### Problem to work on:
Below are records; state how many of their lines hold the word "forest", and give only the figure.

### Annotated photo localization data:
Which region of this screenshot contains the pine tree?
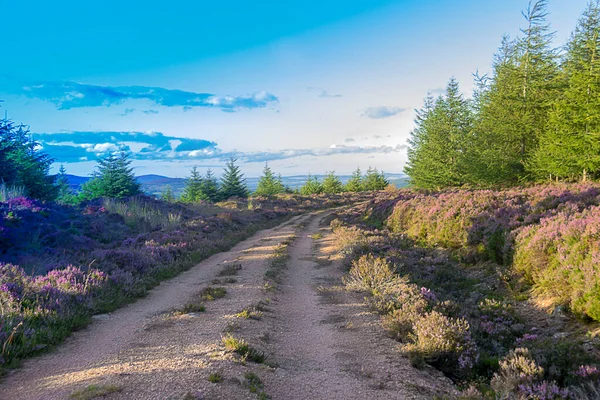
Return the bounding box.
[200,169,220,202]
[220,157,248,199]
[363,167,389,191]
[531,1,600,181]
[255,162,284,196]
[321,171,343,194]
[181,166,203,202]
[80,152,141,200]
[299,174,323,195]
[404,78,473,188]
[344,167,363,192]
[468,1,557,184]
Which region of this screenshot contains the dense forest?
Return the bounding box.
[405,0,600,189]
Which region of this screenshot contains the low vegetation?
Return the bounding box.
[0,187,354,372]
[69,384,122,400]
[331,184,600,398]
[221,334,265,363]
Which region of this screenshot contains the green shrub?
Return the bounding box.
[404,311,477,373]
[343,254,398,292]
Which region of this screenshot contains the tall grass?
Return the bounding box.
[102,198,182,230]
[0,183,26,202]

---

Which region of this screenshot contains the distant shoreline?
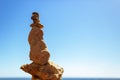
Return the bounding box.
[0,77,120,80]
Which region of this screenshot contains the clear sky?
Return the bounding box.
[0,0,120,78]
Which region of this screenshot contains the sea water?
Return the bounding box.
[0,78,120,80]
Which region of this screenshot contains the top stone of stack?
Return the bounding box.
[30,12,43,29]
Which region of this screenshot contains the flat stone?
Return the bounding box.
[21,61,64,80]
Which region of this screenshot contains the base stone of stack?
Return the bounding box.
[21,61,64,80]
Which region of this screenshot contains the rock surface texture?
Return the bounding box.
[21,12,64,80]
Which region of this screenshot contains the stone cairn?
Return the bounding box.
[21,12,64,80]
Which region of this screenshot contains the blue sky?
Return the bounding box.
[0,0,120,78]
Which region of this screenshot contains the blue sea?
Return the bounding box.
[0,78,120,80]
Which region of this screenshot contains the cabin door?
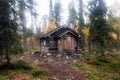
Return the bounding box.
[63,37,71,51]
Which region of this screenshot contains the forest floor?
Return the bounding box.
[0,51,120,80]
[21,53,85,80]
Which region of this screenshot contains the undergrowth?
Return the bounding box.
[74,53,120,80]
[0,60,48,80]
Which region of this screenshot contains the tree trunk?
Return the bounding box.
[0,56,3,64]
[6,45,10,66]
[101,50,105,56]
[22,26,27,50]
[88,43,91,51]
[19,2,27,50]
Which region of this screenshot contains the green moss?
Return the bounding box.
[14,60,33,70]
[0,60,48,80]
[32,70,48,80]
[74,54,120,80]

### Task solution:
2